--- Text excerpt ---
S&P 500 struggles for a second day, Nvidia leads gains in tech shares
U.S. stocks slipped on Thursday despite a continuation of strong earnings reports from Nvidia, Macy’s and Kohl’s.
The Dow fell 252 points, or 0.7%. The S&P 500 lost 0.2% and the Nasdaq Composite slid 0.4%.
Trading has been choppy this week with the major averages mostly wavering around the flat line, but the S&P and Nasdaq are still on track for a positive week and are sitting less than 1% from their records. The Dow is 1.8% from its record.
Nvidia shares advanced nearly 10% after beating on the top and bottom lines of its quarterly results and issuing a bullish revenue forecast for the current quarter ending in January. The chipmaker saw a 55% gain in data center sales from the same period a year ago 42% increase in gaming, its biggest market.
Those gains helped lift other chip stocks trading. Advanced Micro Devices gained more than 4%. Qualcomm and Micron Technology added about 2%. Separately, GlobalFoundries saw a big pop after revealing it entered a partnership with Ford to help the automaker increase its chip supply. It was last about 4% higher.
Retail continued its big earnings week. Shares of Macy’s and Kohl’s kicked the day off smashing quarterly profit and revenue estimates, much like their peers who reported earlier in the week.
Macy’s said same-store sales grew 35.6% and digital sales increased by 19%. It also teased the launch of a digital marketplace next year, and said 41% of its 4.4 million new customers in the quarter came through the digital channel. The company’s shares jumped almost 20%. Kohl’s similarly saw gains in same-store sales growth and digital. Its shares added more than 6%.
Elsewhere, Deere saw its shares rise more than 2% after it came to a resolution with workers who had been on strike since Oct. 14.
Dow component Boeing also saw its shares rise another 1% following an upgrade from JPMorgan, which said the aerospace giant has significant upside as it clears up several issues that have dogged the company.
Going in the other direction, Cisco Systems fell 8% due to weaker revenue guidance and a revenue miss. Kraft Heinz shares also dropped more than 3% after the company announced a secondary offering of common stock.
Initial filings for unemployment insurance fell slightly to 268,000 for the week ending Nov. 13, the Labor Department reported Thursday. That was the lowest level since March 2020, and the seventh straight weekly decline. Economists polled by Dow Jones expected them to have fallen to 260,000, compared to the previous week’s adjusted 269,000 claims.
On Wednesday, the Dow Jones Industrial Average lost 211 points, dragged down by a 4.7% loss in Visa shares. The S&P 500 dipped 0.26%. The Nasdaq Composite ticked 0.33% lower, despite most mega-cap technology companies closing in the green.
The small-cap benchmark Russell 2000 was the relative underperformer on Wednesday, dropping 1.2%.
“Recent economic reports remain strong, but today’s stock market action highlights that it is already discounting another Covid cycle,” said Jim Paulsen, chief investment strategist for Leuthold Group.
“Concerns about Covid also caused the 10-year bond yield to decline for the first time in 6 days and kept downward pressure on commodity prices including another sizable drop in crude oil prices. If inflation keeps rising while another Covid surge again stalls real economic activity, we may find out how the stock market handles a pseudo-stagflationary episode,” he added.
---
Action item A:
In the stock market report, starting at "Macy’s said same-store" and ending at "more than 6%.", swap "digital" for "online" and write out the result.
Action item B:
Condense the stock market report paragraph beginning "Macy’s said same-store sales grew" into a bulleted list that keeps its main facts.
--- Dataset entries ---
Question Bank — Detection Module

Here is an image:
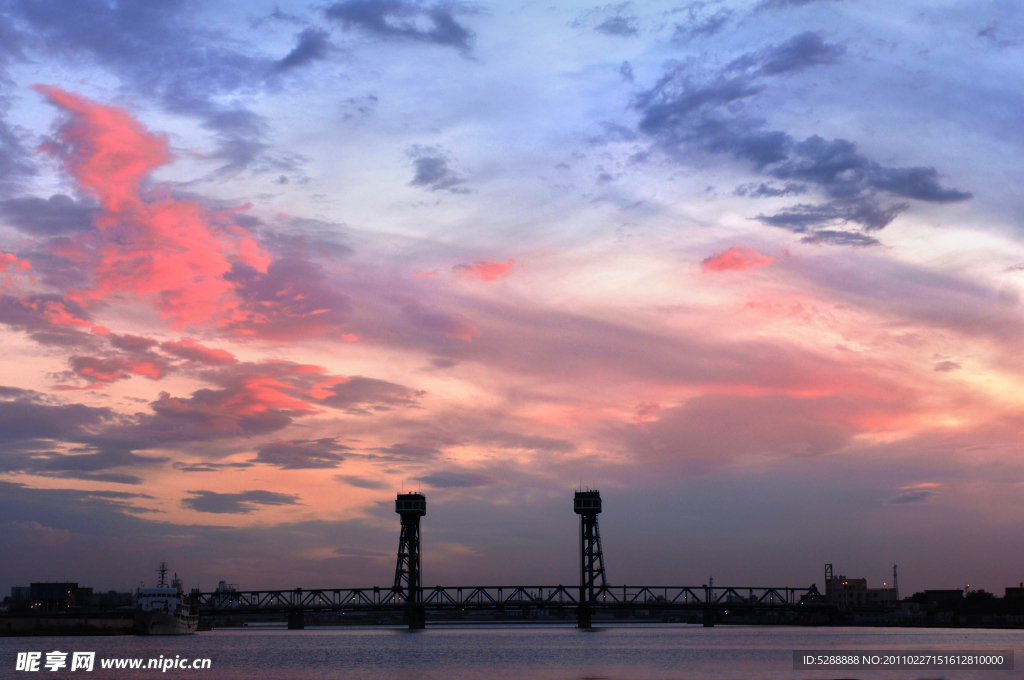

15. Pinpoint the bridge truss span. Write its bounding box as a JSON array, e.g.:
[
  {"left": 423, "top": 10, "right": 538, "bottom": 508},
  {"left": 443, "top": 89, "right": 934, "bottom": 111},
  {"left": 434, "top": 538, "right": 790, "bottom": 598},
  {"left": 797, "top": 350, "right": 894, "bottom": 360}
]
[{"left": 193, "top": 585, "right": 835, "bottom": 614}]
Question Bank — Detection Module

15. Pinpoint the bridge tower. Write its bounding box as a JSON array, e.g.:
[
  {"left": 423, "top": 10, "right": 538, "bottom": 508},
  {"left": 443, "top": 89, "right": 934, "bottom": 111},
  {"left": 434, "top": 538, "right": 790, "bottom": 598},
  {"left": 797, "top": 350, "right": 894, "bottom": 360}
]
[
  {"left": 572, "top": 490, "right": 604, "bottom": 628},
  {"left": 394, "top": 493, "right": 427, "bottom": 628}
]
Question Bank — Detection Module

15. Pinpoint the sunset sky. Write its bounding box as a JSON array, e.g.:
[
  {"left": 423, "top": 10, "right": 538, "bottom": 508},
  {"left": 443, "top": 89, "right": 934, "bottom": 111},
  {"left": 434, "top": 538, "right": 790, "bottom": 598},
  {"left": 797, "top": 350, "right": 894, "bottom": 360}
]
[{"left": 0, "top": 0, "right": 1024, "bottom": 595}]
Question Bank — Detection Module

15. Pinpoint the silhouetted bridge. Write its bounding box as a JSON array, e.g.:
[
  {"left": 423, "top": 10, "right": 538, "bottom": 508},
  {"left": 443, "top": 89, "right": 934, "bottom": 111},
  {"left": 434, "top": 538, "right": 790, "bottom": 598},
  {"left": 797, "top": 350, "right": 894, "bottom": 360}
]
[
  {"left": 194, "top": 586, "right": 836, "bottom": 615},
  {"left": 191, "top": 491, "right": 837, "bottom": 628}
]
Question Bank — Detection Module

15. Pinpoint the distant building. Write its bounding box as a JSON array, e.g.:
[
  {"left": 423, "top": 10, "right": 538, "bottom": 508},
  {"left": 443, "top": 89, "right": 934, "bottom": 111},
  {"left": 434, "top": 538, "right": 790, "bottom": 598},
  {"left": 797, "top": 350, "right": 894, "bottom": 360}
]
[
  {"left": 825, "top": 575, "right": 898, "bottom": 607},
  {"left": 29, "top": 583, "right": 92, "bottom": 611}
]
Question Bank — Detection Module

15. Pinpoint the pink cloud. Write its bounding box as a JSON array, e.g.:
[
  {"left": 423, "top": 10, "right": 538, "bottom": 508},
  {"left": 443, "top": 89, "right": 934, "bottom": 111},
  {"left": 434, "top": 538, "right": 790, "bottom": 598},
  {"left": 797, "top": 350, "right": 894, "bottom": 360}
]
[
  {"left": 700, "top": 246, "right": 775, "bottom": 271},
  {"left": 452, "top": 257, "right": 515, "bottom": 281},
  {"left": 36, "top": 86, "right": 270, "bottom": 327},
  {"left": 0, "top": 251, "right": 32, "bottom": 273}
]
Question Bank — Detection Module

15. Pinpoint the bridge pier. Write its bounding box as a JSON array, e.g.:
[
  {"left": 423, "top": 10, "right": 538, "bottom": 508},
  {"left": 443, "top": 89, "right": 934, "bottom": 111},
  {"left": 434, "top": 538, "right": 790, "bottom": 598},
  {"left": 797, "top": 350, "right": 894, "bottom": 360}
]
[
  {"left": 577, "top": 604, "right": 593, "bottom": 629},
  {"left": 572, "top": 490, "right": 604, "bottom": 629},
  {"left": 288, "top": 609, "right": 306, "bottom": 631}
]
---
Response area A:
Macy’s said same-store sales grew 35.6% and online sales increased by 19%. It also teased the launch of a online marketplace next year, and said 41% of its 4.4 million new customers in the quarter came through the online channel. The company’s shares jumped almost 20%. Kohl’s similarly saw gains in same-store sales growth and online. Its shares added more than 6%.

Response area B:
- Macy’s same-store sales grew 35.6%, and digital sales rose 19%.
- Macy’s teased a digital marketplace launching next year.
- 41% of Macy’s 4.4 million new customers in the quarter came through the digital channel.
- Macy’s shares jumped almost 20%.
- Kohl’s also posted gains in same-store sales growth and digital, and its shares added more than 6%.